Wednesday, February 9, 2022

University of Delaware Engineers Attack CO2 Pollution


Three fuel cell experts discuss their project. From left to right, Yushan Yan, Brian P. Setzler, and Shimshon Gottesfeld. (Photo: Evan Krape)

The University of Delaware engineers captured 99% of carbon dioxide in the air when using their novel hydrogen-powered electrochemical system. The UD engineers have developed a fuel cell technology that uses cheaper catalysts and structural components, but these hydroxide exchange membrane fuel cells (HEMFCs) have a limitation. They cannot use direct supply of ambient air, because the carbon dioxide in the air reduces their performance.

The alkaline environment of hydroxide exchange membrane fuel cells potentially allows use of cost-effective catalysts and bipolar plates in devices. However, HEMFC performance is adversely affected by CO2 present in the ambient air feed. Here, we demonstrate an electrochemically driven CO2 separator (EDCS) to remove CO2 from the air feed using a shorted membrane that conducts both anions and electrons. This EDCS is powered by hydrogen like a fuel cell but needs no electrical wires, bipolar plates or current collectors, and thus can be modularized like a typical separation membrane.

The University of Delaware team has been attempting to improve fuel cell technology for over fifteen years. They realized that the sensitivity of the fuel cell to carbon dioxide, while detrimental to its efficiency in converting the chemical energy in fuel to electricity, meant it could be used as an effective tool for capturing carbon dioxide from the atmosphere.

An early prototype they developed using this approach, about the size of a 12-ounce (355 mL) soda can, could filter 10 liters of air per minute while scrubbing out >98% of the carbon dioxide present.

Brian Setzler, assistant research professor in chemical and biomolecular engineering and paper co-author explains, "Once we dug into the mechanism, we realized the fuel cells were capturing just about every bit of carbon dioxide that came into them, and they were really good at separating it to the other side," said

"It turns out our approach is very effective. We can capture 99% of the carbon dioxide out of the air in one pass if we have the right design and right configuration," said Professor Yushan Yan, Henry Belin du Pont Chair of Chemical and Biomolecular Engineering at the University of Delaware.

“This carbon dioxide problem has been with us for long enough, and we decided to turn the problem on its head and make it into a solution,” said Yan.

■ Directions for this task ■
Rewrite the passage of the carbon capture article between "Brian Setzler, assistant" and "University of Delaware.", inclusive, putting "arrangement" in place of "configuration".

■ Source information ■
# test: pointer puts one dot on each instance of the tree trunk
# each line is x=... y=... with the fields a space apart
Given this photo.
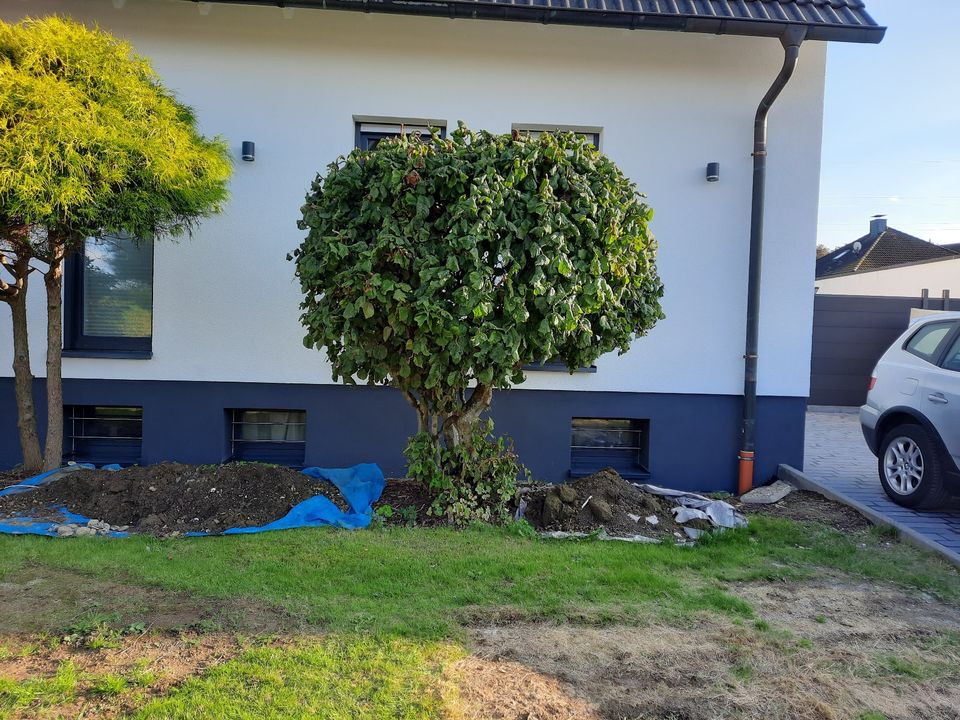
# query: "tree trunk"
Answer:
x=459 y=426
x=22 y=374
x=53 y=279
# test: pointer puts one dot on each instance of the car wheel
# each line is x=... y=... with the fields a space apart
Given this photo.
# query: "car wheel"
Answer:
x=910 y=468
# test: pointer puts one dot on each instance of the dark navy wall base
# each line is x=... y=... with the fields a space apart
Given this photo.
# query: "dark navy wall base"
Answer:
x=693 y=438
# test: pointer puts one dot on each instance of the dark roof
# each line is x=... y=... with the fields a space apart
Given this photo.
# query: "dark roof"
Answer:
x=879 y=251
x=843 y=20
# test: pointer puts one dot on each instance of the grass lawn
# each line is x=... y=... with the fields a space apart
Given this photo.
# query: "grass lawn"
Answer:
x=385 y=623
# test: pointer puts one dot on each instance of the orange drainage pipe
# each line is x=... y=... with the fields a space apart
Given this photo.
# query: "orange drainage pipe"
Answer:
x=745 y=482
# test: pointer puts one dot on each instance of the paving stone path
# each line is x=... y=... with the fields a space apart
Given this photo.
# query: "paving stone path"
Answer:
x=837 y=456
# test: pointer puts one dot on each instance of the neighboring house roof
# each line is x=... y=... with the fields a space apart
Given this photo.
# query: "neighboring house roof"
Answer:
x=842 y=20
x=884 y=247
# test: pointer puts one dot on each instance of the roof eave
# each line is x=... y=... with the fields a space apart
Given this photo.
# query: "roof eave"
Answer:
x=593 y=18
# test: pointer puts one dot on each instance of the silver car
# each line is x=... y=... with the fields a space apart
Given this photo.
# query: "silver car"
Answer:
x=912 y=417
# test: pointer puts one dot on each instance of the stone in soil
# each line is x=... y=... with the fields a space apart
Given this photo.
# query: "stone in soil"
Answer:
x=768 y=494
x=603 y=499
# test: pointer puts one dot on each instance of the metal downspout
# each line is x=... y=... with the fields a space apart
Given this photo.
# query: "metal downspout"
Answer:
x=792 y=39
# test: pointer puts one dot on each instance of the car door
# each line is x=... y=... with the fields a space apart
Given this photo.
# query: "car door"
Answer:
x=940 y=396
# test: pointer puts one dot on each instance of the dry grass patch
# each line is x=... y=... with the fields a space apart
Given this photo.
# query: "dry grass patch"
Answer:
x=879 y=650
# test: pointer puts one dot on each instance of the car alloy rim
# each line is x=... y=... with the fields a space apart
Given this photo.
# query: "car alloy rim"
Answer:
x=903 y=465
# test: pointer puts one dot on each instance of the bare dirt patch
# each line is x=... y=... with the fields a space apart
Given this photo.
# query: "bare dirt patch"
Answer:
x=602 y=500
x=409 y=502
x=172 y=497
x=805 y=506
x=137 y=669
x=504 y=690
x=45 y=599
x=10 y=477
x=819 y=651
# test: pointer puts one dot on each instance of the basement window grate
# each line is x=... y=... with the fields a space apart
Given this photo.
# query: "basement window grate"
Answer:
x=269 y=436
x=102 y=434
x=619 y=443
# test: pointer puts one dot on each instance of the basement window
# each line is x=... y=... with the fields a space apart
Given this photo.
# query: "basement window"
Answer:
x=269 y=436
x=102 y=434
x=619 y=443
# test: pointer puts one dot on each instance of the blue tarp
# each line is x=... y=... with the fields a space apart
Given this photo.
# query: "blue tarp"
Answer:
x=360 y=485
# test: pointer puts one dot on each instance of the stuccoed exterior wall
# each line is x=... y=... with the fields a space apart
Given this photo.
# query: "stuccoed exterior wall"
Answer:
x=225 y=302
x=226 y=330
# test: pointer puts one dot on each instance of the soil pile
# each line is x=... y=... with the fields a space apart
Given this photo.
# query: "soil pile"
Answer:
x=171 y=497
x=605 y=500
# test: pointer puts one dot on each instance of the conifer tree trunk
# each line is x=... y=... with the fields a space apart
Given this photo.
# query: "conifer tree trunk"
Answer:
x=53 y=279
x=22 y=374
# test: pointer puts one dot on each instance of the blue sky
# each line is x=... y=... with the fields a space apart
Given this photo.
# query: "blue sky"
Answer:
x=891 y=140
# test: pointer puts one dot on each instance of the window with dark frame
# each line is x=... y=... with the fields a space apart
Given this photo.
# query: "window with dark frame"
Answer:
x=269 y=436
x=952 y=360
x=108 y=298
x=927 y=341
x=102 y=434
x=619 y=443
x=368 y=134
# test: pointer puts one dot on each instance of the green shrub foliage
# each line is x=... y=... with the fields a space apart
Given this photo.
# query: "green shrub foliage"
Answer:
x=438 y=265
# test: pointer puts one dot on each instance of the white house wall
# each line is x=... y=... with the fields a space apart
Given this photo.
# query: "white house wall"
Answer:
x=225 y=302
x=907 y=281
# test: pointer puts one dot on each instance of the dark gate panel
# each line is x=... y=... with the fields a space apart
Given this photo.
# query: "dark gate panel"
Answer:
x=850 y=333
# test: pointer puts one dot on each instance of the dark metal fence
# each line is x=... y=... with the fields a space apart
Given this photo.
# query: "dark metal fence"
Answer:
x=850 y=333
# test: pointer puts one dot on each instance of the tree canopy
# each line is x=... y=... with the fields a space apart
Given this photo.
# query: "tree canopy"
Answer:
x=434 y=264
x=91 y=144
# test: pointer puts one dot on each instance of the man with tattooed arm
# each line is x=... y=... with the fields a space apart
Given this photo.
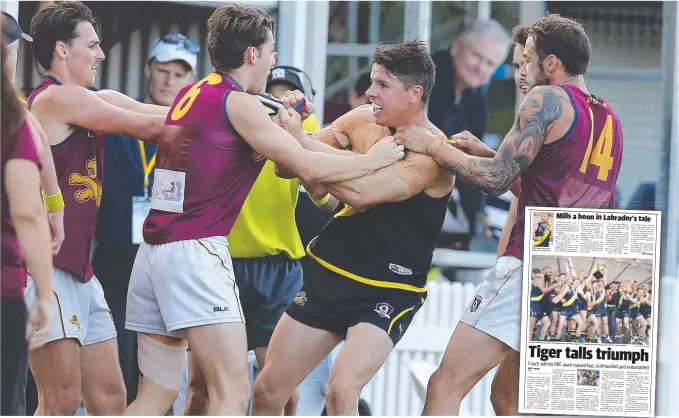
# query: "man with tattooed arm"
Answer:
x=566 y=147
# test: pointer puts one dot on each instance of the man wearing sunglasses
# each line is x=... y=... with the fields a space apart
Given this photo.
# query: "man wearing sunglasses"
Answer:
x=128 y=174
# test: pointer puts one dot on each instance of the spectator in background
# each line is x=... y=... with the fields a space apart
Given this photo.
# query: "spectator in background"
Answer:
x=357 y=96
x=459 y=101
x=25 y=244
x=128 y=179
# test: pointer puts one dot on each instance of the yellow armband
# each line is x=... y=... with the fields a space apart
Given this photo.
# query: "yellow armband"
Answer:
x=320 y=203
x=53 y=203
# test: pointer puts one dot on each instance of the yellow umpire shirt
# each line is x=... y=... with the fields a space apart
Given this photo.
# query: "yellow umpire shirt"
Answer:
x=266 y=224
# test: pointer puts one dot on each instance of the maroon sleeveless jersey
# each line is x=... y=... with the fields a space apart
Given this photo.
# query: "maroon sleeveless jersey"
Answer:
x=577 y=171
x=204 y=170
x=79 y=163
x=13 y=273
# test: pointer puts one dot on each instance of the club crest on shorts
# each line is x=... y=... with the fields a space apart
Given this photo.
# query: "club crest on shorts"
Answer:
x=300 y=299
x=74 y=321
x=475 y=304
x=384 y=310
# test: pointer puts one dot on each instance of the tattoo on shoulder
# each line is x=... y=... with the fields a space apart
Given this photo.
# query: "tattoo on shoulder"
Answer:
x=539 y=110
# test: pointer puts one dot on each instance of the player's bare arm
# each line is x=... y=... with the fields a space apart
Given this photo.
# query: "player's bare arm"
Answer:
x=465 y=141
x=398 y=182
x=251 y=121
x=540 y=110
x=318 y=194
x=60 y=108
x=48 y=181
x=330 y=140
x=118 y=99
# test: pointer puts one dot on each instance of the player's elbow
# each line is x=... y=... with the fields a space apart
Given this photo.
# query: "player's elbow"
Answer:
x=356 y=200
x=152 y=129
x=497 y=191
x=283 y=172
x=26 y=213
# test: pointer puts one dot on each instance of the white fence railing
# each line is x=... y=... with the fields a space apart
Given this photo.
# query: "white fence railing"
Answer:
x=395 y=391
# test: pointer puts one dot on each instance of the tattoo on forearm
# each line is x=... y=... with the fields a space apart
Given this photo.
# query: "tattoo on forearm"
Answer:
x=542 y=107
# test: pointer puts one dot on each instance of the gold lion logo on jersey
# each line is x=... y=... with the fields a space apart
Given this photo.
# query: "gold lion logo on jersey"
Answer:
x=300 y=299
x=92 y=187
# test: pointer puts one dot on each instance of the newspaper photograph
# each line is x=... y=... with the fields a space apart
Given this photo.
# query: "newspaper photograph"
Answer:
x=588 y=335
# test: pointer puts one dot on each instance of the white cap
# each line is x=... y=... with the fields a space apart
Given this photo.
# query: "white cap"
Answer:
x=167 y=52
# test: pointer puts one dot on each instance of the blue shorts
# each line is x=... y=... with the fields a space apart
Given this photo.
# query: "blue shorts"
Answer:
x=266 y=286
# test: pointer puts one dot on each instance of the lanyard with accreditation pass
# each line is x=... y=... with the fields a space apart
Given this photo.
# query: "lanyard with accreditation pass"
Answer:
x=141 y=205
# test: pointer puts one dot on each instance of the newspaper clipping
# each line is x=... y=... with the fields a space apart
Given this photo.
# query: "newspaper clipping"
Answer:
x=588 y=336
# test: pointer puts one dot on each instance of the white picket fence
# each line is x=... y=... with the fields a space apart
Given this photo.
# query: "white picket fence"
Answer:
x=393 y=390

■ Expected answer ■
Brian Setzler, assistant research professor in chemical and biomolecular engineering and paper co-author explains, "Once we dug into the mechanism, we realized the fuel cells were capturing just about every bit of carbon dioxide that came into them, and they were really good at separating it to the other side," said

"It turns out our approach is very effective. We can capture 99% of the carbon dioxide out of the air in one pass if we have the right design and right arrangement," said Professor Yushan Yan, Henry Belin du Pont Chair of Chemical and Biomolecular Engineering at the University of Delaware.